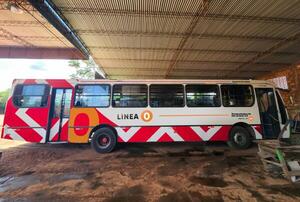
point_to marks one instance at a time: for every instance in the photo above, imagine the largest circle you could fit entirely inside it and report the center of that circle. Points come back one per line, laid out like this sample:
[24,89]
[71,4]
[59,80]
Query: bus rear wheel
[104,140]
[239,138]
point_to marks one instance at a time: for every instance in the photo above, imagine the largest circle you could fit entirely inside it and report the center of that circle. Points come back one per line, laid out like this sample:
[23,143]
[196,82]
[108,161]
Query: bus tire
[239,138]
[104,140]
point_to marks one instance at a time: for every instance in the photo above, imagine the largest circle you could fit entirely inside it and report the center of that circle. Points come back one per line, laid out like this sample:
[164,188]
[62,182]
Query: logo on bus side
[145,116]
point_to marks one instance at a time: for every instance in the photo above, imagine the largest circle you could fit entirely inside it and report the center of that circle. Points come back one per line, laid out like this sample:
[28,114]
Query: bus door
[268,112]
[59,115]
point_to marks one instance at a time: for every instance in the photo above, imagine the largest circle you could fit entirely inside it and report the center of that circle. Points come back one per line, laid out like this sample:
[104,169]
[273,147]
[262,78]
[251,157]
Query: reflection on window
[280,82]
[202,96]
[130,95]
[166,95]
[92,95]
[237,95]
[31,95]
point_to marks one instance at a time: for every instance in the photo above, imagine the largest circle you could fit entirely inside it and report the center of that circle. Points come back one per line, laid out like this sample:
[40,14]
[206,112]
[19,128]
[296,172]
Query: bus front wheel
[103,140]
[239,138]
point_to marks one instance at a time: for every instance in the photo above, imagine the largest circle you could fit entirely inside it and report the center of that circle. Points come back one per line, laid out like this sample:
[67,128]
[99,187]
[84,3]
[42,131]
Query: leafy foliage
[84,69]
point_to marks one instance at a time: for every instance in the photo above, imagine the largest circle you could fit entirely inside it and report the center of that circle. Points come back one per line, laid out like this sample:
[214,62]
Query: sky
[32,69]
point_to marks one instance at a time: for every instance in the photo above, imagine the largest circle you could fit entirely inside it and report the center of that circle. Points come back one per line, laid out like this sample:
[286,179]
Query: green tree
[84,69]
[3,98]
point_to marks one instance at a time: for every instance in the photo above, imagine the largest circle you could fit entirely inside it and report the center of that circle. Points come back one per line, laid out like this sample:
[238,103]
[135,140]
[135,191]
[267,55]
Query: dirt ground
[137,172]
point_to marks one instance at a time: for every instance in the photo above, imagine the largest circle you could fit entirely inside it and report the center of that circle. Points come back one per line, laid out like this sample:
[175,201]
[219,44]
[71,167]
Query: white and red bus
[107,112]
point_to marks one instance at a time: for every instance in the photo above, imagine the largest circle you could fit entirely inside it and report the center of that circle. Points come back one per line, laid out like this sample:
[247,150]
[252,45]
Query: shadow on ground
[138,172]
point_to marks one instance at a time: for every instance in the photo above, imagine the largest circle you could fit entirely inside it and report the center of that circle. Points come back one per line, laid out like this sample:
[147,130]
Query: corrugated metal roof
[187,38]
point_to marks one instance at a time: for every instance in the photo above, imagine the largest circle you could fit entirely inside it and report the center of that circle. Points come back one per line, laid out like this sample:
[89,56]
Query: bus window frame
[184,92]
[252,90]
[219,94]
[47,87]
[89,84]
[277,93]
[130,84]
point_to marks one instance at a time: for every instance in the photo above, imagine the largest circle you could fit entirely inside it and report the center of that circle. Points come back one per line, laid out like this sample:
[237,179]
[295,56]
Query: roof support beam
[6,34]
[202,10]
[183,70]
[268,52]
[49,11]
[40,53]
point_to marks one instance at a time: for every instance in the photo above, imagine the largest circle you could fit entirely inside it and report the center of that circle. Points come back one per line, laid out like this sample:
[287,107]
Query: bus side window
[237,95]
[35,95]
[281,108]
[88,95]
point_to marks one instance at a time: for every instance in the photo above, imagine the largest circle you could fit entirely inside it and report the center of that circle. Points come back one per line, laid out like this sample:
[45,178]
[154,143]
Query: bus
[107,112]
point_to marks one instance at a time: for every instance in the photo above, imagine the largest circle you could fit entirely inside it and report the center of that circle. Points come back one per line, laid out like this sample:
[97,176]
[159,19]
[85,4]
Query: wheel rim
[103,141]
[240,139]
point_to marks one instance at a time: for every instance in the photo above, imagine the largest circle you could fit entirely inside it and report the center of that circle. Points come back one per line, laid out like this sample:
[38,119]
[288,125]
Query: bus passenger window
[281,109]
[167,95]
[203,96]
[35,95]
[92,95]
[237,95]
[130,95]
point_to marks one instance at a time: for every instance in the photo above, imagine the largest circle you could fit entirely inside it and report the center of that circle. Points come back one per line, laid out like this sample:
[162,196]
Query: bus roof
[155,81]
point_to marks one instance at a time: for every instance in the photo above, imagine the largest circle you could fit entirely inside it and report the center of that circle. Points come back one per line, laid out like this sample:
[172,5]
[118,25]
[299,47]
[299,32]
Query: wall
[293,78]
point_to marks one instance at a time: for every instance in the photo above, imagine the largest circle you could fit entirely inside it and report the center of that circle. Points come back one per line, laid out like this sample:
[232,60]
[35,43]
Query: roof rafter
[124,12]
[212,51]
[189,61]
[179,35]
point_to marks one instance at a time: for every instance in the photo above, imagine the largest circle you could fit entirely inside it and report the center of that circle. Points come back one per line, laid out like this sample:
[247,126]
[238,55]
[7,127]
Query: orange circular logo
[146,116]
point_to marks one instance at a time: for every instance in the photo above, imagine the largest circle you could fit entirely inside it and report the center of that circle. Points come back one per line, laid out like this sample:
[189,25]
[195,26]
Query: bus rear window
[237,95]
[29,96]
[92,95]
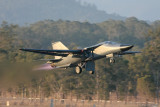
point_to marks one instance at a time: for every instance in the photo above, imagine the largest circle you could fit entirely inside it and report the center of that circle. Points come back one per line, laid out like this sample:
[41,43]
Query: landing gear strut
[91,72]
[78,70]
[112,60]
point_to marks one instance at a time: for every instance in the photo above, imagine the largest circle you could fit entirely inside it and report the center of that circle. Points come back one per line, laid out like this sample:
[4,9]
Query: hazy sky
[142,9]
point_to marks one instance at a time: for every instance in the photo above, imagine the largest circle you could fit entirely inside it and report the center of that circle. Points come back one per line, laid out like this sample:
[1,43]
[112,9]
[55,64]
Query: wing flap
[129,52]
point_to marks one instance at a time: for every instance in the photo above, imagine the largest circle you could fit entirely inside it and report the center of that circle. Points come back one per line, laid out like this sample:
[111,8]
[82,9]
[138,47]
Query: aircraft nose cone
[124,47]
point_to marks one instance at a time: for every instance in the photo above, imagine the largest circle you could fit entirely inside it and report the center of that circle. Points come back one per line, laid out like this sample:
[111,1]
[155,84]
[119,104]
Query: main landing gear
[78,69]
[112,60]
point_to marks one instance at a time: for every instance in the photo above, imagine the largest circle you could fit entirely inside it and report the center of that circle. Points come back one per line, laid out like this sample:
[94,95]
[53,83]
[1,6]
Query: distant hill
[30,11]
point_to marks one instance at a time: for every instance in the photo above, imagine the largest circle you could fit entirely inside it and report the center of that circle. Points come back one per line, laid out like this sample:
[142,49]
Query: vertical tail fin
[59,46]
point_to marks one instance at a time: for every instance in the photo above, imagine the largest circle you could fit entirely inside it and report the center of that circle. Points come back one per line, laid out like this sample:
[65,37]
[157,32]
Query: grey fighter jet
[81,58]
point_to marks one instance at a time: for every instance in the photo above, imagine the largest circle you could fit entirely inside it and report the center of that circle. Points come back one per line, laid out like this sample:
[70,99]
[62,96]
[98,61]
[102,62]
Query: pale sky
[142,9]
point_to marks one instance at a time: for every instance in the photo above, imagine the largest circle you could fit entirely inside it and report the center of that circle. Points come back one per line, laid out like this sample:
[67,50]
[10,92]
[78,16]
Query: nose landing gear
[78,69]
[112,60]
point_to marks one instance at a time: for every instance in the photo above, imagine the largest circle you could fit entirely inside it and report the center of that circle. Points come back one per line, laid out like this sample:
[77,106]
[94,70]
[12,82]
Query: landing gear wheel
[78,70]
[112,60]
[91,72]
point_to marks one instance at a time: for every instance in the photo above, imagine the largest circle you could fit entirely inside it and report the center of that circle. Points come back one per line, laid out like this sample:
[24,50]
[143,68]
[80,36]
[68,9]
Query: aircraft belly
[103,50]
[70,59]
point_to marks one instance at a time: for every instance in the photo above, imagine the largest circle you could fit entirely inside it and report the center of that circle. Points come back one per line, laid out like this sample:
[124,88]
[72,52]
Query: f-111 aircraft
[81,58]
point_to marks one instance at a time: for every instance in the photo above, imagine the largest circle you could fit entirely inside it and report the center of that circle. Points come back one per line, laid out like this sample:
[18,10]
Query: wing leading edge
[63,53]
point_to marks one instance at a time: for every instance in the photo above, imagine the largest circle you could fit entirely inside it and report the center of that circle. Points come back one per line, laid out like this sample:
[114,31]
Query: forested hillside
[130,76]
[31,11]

## Goal
Return every line of the listing that contains the string "wheel", matching case exactly.

## Written reply
Query: bus rear wheel
Query: bus front wheel
Query: wheel rim
Query: landing gear wheel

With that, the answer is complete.